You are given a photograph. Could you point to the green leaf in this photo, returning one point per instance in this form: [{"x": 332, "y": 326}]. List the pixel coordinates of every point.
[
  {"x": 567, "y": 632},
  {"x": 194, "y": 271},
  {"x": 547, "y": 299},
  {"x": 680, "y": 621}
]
§ §
_Requirements_
Could you retype all of the material above word for word, changing nothing?

_Solution to the problem_
You are given a photograph. Could you point to the green leaf in this photo, returning one point per instance in this form: [{"x": 332, "y": 326}]. List the pixel coordinates of every point.
[
  {"x": 567, "y": 632},
  {"x": 194, "y": 271},
  {"x": 547, "y": 299},
  {"x": 680, "y": 621}
]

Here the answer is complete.